* _EXERCICES_:
A: Renvoyez à l'identique le passage du texte sur le modèle social français qui commence à « Malthusianisme décliné au » et se termine à « contraints à l'exil. ».
B: Veuillez relever tous les pourcentages cités dans le texte sur le modèle social français.

* _TEXTE FOURNI_:
+ + + +
Malthusianisme décliné au plan européen avec une politique monétaire déflationniste et au plan national avec l'euthanasie du travail (taux d'activité de 58 %, contre 68 % dans l'OCDE), de l'investissement productif, de la recherche et de l'innovation avec la constitutionnalisation du principe de précaution sans compter les talents, les cerveaux et les entrepreneurs massivement contraints à l'exil.
Clientélisme avec l'explosion de la dépense publique atteignant 55 % du PIB, dont 30 % affectés aux transferts sociaux et 15 % à la fonction publique (5,1 millions d'agents en 2004, contre 4 millions en 1990) pour seulement 0,5 % du PIB consacré à l'investissement public.

3. La réinvention d'un modèle français adapté à la société ouverte du XXIe siècle passe par une révolution économique et sociale, mais plus encore intellectuelle et morale.
La France dispose de tous les atouts pour renouer avec la croissance intensive et le plein-emploi dans une économie ouverte : une démographie qui résiste, une épargne abondante, des pôles d'excellence au meilleur niveau mondial dans le secteur privé comme dans le secteur public, des infrastructures de grande qualité, des entrepreneurs et des cerveaux. Mais, à l'image du Royaume-Uni des années 70, ces leviers du développement sont stérilisés par un modèle social hors d'âge.
La question du modèle social s'affirme donc centrale pour la compréhension de la crise française comme pour sa solution, qui ne passe ni par l'Europe ni par le retour providentiel de la croissance mondiale, mais bien par les principes suivants.
1/ C'est le libéralisme économique et non pas la préservation du modèle social qui constitue l'antidote efficace au chômage de masse et à l'exclusion, à la montée des inégalités et des discriminations, à l'éclatement de la nation et à l'extrémisme politique.
+ + + +
* _DONNÉES SOURCES_:
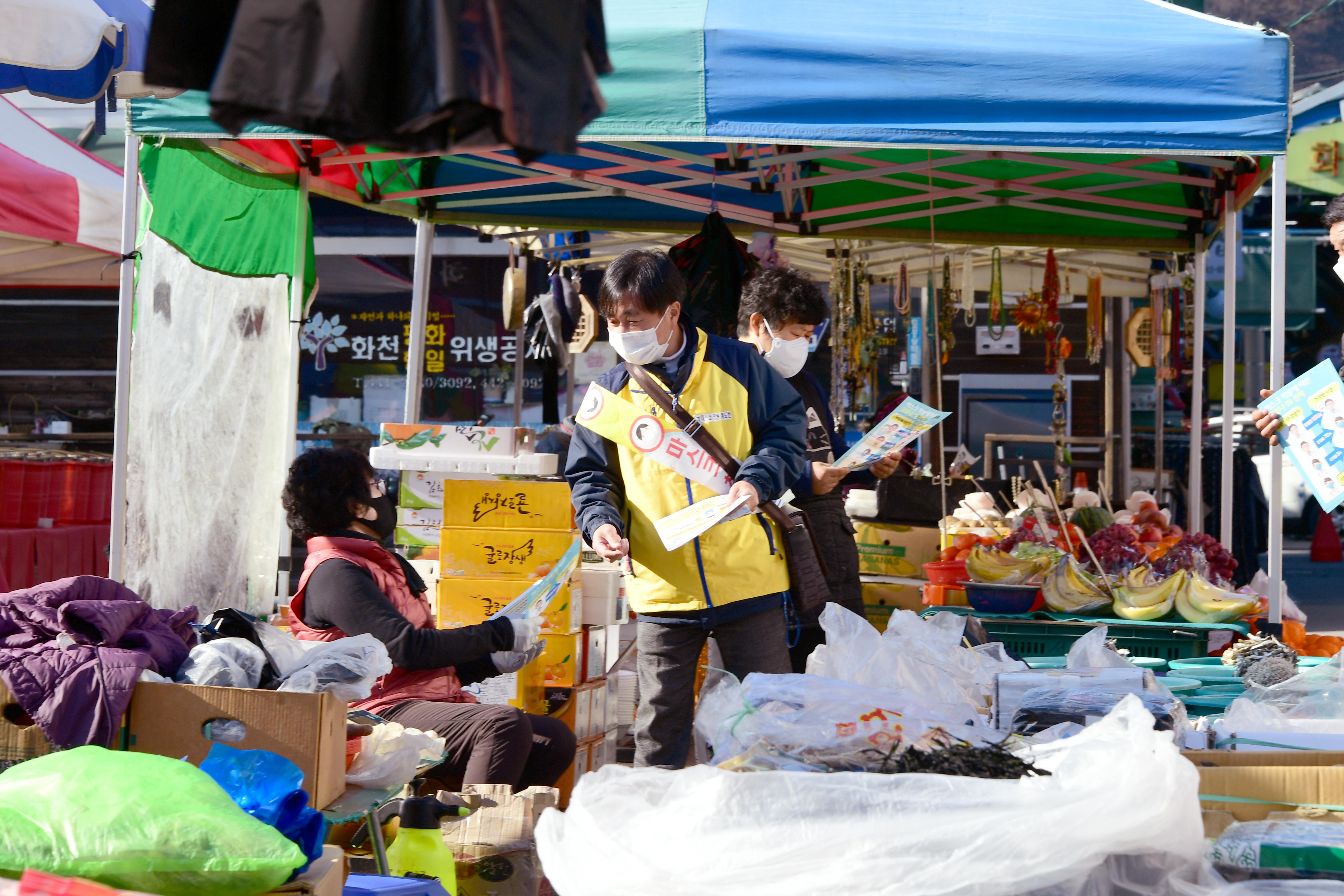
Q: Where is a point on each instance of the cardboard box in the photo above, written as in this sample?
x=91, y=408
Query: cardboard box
x=423, y=491
x=509, y=504
x=492, y=554
x=604, y=598
x=468, y=602
x=18, y=742
x=562, y=660
x=1303, y=777
x=522, y=690
x=307, y=729
x=896, y=550
x=417, y=537
x=420, y=516
x=495, y=846
x=902, y=597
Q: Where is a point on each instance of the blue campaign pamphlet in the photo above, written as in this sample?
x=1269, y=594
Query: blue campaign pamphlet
x=1312, y=430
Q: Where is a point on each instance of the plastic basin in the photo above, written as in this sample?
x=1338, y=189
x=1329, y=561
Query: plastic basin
x=945, y=572
x=1179, y=684
x=1001, y=598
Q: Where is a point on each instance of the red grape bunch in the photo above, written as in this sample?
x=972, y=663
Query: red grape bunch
x=1116, y=547
x=1193, y=553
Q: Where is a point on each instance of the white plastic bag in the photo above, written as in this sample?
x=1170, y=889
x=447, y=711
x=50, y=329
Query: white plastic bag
x=224, y=663
x=1117, y=789
x=1312, y=702
x=390, y=756
x=346, y=668
x=1091, y=652
x=923, y=658
x=815, y=722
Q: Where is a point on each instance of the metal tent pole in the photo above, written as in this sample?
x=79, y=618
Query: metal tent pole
x=126, y=314
x=298, y=300
x=1195, y=492
x=1230, y=260
x=1277, y=308
x=420, y=318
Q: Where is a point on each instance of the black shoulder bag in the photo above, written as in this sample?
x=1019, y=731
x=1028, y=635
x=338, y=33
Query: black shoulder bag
x=807, y=570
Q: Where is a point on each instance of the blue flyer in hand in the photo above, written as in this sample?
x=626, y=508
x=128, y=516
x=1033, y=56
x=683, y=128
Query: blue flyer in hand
x=1312, y=430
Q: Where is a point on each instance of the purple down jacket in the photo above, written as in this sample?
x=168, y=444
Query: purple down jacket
x=72, y=651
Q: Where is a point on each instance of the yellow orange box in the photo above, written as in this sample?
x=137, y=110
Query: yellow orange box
x=562, y=661
x=501, y=554
x=468, y=602
x=509, y=504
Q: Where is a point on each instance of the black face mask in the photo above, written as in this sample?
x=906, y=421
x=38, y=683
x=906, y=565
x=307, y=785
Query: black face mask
x=386, y=520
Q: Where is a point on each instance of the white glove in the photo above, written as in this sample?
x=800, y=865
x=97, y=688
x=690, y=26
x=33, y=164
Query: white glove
x=526, y=632
x=515, y=660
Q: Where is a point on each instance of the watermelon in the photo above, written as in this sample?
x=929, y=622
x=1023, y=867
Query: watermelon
x=1092, y=520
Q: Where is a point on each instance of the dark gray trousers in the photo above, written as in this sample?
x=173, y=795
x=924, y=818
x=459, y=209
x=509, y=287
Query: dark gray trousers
x=667, y=665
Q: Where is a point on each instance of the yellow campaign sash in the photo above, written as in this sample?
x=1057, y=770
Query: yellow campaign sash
x=625, y=424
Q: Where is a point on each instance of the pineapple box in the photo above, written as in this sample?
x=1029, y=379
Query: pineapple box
x=501, y=554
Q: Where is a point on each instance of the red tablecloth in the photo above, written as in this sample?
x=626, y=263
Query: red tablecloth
x=33, y=557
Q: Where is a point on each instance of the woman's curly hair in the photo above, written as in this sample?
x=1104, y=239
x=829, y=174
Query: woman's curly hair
x=322, y=485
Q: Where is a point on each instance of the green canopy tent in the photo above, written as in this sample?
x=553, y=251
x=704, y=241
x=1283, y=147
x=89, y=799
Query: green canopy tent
x=1128, y=126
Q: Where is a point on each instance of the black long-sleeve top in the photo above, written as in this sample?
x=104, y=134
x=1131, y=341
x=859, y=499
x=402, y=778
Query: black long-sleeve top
x=342, y=594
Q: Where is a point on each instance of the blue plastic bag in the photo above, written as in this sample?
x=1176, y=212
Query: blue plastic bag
x=269, y=788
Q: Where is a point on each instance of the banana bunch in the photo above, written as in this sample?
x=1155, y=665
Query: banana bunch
x=995, y=567
x=1140, y=602
x=1072, y=590
x=1202, y=601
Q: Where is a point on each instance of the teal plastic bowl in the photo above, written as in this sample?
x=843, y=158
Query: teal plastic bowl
x=1207, y=706
x=1179, y=684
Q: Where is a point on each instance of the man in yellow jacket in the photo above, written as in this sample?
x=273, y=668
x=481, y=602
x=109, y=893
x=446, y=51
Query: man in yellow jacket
x=630, y=467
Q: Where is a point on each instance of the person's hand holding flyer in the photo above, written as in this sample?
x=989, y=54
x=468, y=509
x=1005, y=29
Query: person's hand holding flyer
x=1312, y=430
x=900, y=429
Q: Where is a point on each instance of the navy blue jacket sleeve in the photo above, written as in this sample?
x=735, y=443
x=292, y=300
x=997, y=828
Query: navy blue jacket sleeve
x=779, y=430
x=596, y=485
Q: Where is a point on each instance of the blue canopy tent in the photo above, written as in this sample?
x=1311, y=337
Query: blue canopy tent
x=1126, y=124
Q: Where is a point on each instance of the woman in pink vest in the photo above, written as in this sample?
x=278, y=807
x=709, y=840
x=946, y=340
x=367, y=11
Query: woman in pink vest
x=353, y=585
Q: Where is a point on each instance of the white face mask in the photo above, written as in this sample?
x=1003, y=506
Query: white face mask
x=642, y=347
x=787, y=355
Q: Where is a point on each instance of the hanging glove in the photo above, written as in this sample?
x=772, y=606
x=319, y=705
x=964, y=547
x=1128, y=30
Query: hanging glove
x=526, y=629
x=515, y=660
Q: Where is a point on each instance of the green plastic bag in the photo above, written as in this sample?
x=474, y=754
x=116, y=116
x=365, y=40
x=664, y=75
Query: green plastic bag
x=136, y=821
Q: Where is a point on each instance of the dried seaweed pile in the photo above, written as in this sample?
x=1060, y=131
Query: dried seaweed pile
x=958, y=758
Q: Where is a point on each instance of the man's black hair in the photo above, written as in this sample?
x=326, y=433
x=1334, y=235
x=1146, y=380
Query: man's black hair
x=1334, y=213
x=322, y=487
x=781, y=296
x=644, y=275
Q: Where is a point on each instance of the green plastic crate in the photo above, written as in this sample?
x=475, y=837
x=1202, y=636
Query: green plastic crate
x=1049, y=639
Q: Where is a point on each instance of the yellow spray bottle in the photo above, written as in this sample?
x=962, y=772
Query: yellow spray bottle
x=419, y=848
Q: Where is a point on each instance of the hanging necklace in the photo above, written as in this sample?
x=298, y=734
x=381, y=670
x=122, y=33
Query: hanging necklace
x=996, y=295
x=968, y=291
x=1095, y=316
x=904, y=292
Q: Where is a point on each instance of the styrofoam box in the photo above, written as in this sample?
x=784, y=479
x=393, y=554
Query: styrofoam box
x=582, y=713
x=604, y=593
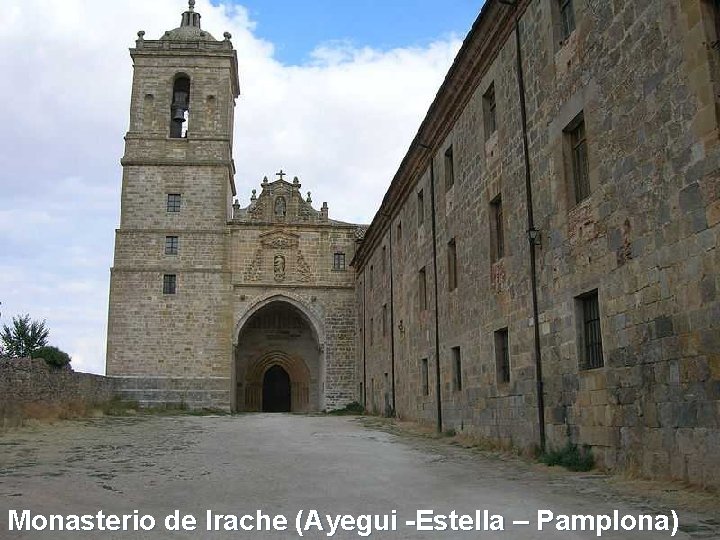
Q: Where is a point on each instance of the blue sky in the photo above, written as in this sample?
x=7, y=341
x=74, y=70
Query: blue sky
x=332, y=92
x=298, y=27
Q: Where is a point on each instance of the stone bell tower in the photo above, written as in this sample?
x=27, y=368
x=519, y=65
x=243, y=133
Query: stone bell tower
x=169, y=323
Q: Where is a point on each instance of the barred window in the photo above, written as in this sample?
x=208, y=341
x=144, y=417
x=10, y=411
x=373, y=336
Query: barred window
x=452, y=265
x=424, y=378
x=457, y=369
x=449, y=169
x=339, y=261
x=421, y=207
x=567, y=18
x=422, y=289
x=171, y=245
x=173, y=204
x=591, y=336
x=502, y=356
x=497, y=234
x=489, y=110
x=384, y=319
x=169, y=284
x=579, y=158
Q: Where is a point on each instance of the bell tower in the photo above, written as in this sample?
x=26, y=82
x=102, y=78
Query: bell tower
x=170, y=320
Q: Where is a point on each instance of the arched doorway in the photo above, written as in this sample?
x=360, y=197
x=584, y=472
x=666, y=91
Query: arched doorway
x=276, y=390
x=277, y=361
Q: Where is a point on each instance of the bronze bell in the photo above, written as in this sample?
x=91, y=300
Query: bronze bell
x=178, y=114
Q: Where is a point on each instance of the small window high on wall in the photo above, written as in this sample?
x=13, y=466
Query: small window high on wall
x=179, y=110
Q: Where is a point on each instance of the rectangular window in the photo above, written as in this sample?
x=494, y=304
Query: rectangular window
x=497, y=233
x=422, y=289
x=579, y=158
x=489, y=111
x=421, y=207
x=452, y=265
x=174, y=202
x=449, y=169
x=384, y=319
x=339, y=261
x=424, y=378
x=171, y=245
x=457, y=369
x=169, y=284
x=567, y=18
x=502, y=356
x=591, y=336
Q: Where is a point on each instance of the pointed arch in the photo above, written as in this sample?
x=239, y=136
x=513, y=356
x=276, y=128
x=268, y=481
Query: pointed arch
x=307, y=313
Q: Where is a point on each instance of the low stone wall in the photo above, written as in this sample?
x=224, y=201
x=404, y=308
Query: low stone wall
x=190, y=392
x=30, y=388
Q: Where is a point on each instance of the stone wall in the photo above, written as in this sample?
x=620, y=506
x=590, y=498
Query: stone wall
x=643, y=75
x=28, y=385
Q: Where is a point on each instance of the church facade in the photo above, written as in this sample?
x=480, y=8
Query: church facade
x=543, y=270
x=212, y=303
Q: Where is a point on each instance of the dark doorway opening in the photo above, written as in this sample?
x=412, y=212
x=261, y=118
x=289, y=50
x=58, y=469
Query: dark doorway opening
x=276, y=390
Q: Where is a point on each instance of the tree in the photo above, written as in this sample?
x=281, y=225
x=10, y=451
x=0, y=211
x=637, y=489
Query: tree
x=52, y=355
x=24, y=336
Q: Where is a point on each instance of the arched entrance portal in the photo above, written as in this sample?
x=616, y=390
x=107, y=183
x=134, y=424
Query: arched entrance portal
x=277, y=361
x=276, y=390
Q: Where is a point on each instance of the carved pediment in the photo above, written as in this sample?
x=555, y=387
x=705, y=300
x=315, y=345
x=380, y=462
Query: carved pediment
x=279, y=240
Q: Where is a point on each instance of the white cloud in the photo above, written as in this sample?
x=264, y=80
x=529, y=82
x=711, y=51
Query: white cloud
x=341, y=123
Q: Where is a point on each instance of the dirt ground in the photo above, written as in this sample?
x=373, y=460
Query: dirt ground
x=282, y=464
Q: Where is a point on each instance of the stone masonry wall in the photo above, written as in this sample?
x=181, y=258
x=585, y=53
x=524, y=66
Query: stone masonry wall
x=643, y=75
x=26, y=381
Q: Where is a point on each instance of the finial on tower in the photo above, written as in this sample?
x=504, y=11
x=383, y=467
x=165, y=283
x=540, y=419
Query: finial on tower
x=190, y=18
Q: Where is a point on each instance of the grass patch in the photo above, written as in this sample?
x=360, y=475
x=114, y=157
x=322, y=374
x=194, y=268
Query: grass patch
x=571, y=456
x=121, y=407
x=351, y=409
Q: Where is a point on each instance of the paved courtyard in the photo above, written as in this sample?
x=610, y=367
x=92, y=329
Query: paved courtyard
x=282, y=464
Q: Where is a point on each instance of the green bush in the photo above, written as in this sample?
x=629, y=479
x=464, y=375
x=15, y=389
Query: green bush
x=571, y=457
x=349, y=409
x=52, y=355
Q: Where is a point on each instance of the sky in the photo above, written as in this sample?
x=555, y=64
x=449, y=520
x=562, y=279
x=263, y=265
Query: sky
x=331, y=91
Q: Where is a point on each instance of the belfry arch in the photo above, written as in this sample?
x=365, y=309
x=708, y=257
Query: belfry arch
x=278, y=364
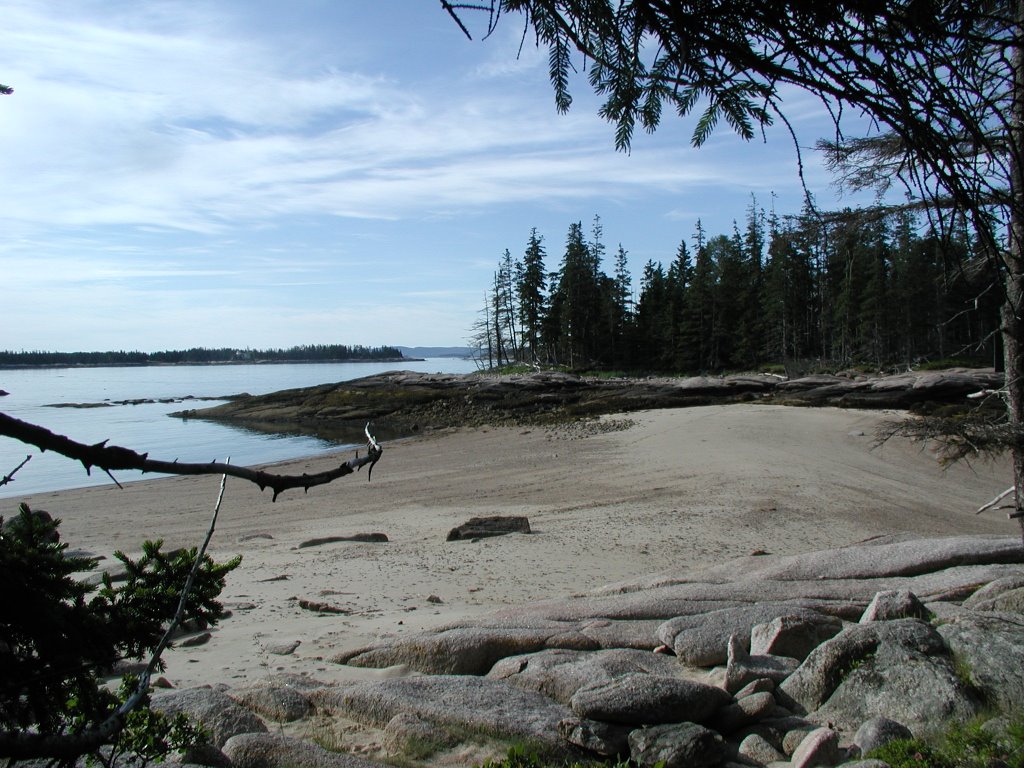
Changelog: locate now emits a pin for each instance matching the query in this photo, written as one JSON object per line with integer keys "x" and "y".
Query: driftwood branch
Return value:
{"x": 112, "y": 458}
{"x": 10, "y": 477}
{"x": 65, "y": 747}
{"x": 996, "y": 500}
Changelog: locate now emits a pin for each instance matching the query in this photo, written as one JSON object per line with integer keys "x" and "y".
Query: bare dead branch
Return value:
{"x": 995, "y": 501}
{"x": 957, "y": 438}
{"x": 112, "y": 458}
{"x": 10, "y": 477}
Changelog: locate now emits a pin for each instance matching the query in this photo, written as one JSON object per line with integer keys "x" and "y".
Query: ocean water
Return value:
{"x": 146, "y": 427}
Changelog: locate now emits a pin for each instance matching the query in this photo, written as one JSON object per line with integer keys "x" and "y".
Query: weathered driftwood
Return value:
{"x": 112, "y": 458}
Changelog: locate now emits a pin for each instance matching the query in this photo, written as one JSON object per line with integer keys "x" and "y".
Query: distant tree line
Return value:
{"x": 198, "y": 355}
{"x": 871, "y": 287}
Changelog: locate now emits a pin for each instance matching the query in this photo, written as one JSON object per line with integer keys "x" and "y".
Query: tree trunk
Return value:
{"x": 1013, "y": 308}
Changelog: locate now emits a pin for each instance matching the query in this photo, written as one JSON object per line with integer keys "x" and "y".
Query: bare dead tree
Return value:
{"x": 113, "y": 458}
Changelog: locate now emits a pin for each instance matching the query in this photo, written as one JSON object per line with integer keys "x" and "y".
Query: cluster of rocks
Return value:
{"x": 401, "y": 402}
{"x": 804, "y": 660}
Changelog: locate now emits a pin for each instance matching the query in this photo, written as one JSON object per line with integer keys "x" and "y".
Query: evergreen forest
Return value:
{"x": 871, "y": 288}
{"x": 202, "y": 355}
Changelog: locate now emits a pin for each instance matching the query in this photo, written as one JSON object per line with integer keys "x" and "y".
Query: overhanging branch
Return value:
{"x": 112, "y": 458}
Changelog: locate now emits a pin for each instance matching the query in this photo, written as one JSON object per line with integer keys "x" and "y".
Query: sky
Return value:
{"x": 255, "y": 174}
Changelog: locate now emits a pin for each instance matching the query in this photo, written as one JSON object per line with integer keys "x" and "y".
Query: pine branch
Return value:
{"x": 67, "y": 747}
{"x": 112, "y": 458}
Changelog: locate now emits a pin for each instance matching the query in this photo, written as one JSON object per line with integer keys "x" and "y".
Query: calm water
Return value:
{"x": 146, "y": 427}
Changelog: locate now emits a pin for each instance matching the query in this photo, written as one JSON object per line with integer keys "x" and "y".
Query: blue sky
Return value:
{"x": 265, "y": 174}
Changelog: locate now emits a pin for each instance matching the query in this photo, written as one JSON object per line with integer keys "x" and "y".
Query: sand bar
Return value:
{"x": 677, "y": 488}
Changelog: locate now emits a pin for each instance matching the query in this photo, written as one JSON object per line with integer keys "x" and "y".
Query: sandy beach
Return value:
{"x": 674, "y": 488}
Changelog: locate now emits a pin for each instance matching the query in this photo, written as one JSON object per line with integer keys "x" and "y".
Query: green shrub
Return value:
{"x": 61, "y": 637}
{"x": 962, "y": 745}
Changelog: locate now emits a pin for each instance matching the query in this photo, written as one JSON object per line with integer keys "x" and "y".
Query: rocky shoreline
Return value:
{"x": 402, "y": 402}
{"x": 801, "y": 660}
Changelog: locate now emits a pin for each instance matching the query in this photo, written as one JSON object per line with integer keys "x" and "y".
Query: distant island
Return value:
{"x": 203, "y": 355}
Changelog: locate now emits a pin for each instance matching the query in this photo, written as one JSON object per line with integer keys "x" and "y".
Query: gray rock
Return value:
{"x": 560, "y": 673}
{"x": 793, "y": 738}
{"x": 828, "y": 665}
{"x": 742, "y": 668}
{"x": 994, "y": 589}
{"x": 203, "y": 754}
{"x": 281, "y": 704}
{"x": 1009, "y": 601}
{"x": 742, "y": 712}
{"x": 463, "y": 650}
{"x": 281, "y": 647}
{"x": 883, "y": 557}
{"x": 701, "y": 640}
{"x": 409, "y": 736}
{"x": 900, "y": 670}
{"x": 989, "y": 651}
{"x": 878, "y": 732}
{"x": 461, "y": 704}
{"x": 793, "y": 636}
{"x": 648, "y": 699}
{"x": 679, "y": 745}
{"x": 605, "y": 739}
{"x": 891, "y": 604}
{"x": 757, "y": 686}
{"x": 272, "y": 751}
{"x": 214, "y": 710}
{"x": 819, "y": 748}
{"x": 758, "y": 750}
+ + + +
* _CORRIGÉS_:
A:
Malthusianisme décliné au plan européen avec une politique monétaire déflationniste et au plan national avec l'euthanasie du travail (taux d'activité de 58 %, contre 68 % dans l'OCDE), de l'investissement productif, de la recherche et de l'innovation avec la constitutionnalisation du principe de précaution sans compter les talents, les cerveaux et les entrepreneurs massivement contraints à l'exil.

B:
58 %
68 %
55 %
30 %
15 %
0,5 %